### STUDY TEXT
Part 3c - The mixed formulae
Gum arabic media

WALTER  DIONI                       Durango (Dgo) México
All pictures originally captured at 640 x 480 pixels. Many of them are amalgamated with CombineZ. Click on an image to view the master. The title image is the air tube of a mosquito larva mounted in gum arabic - fructose medium.
Editor's note: Part 3 of this series will be published in three monthly sections. They will be interlinked as they are published.
Part 3a: Introduction; fructoglycerol and modified Brun medium as mountants.
Part 3b: PVA-lactic acid and PVA-glycerol mountants.
Part 3c below: von Apathy's original formula and Lille's medium as mountants. Gum arabic fructose, glycerinated gum and glycerinated lactic acid mountants.


APT.- von Apathy original formula

 Two references on the web claims an RI = 1.52. I think one is an error, the other a copy of the first. All my four old references state a credible 1.42 RI even with the fructose modification discussed later.

gum arabic...................…........50 g
refined sugar...........................50 g
water.......................................40 ml
antiseptic..............................10 ml**

The recipe states that you must use clean drops (stones) of gum arabic. Mix sugar and water and add the gum last. Put in a sealed jar. Completely dissolve it on a stove at 40ºC (from a few hours to days) stirring only occasionally and slowly. Or use a water bath at 60ºC for a more rapid dissolution. Take care not to include air bubbles. Finish adding the antiseptic. The antiseptic is needed because without it the medium develops fungal infections in less than 2 weeks. The amount of water can be raised to 90 ml.

### INFORMATION SUPPLIED
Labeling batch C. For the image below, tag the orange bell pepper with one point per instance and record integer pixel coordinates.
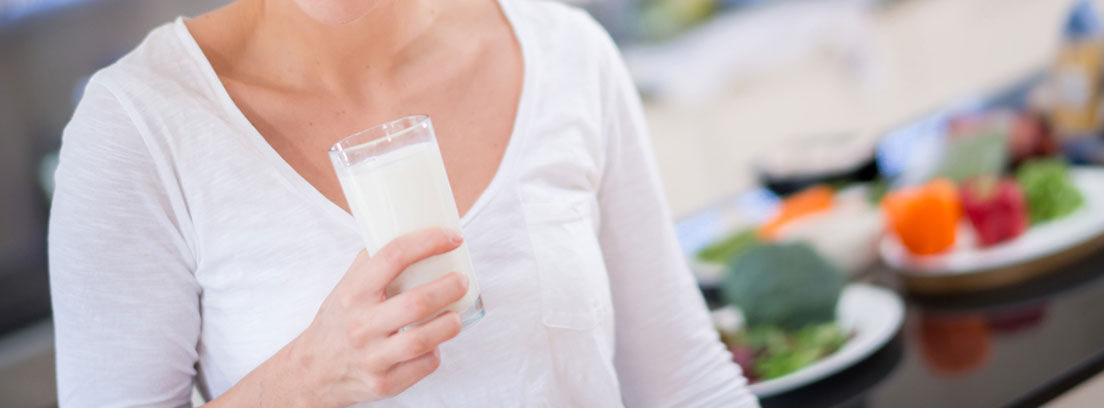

### INSTRUCTIONS FOR THE TASK
In the text on gum arabic media, why does von Apathy's original formula require an antiseptic?

### EXPECTED ANSWER
Without the antiseptic, the medium develops fungal infections in less than two weeks.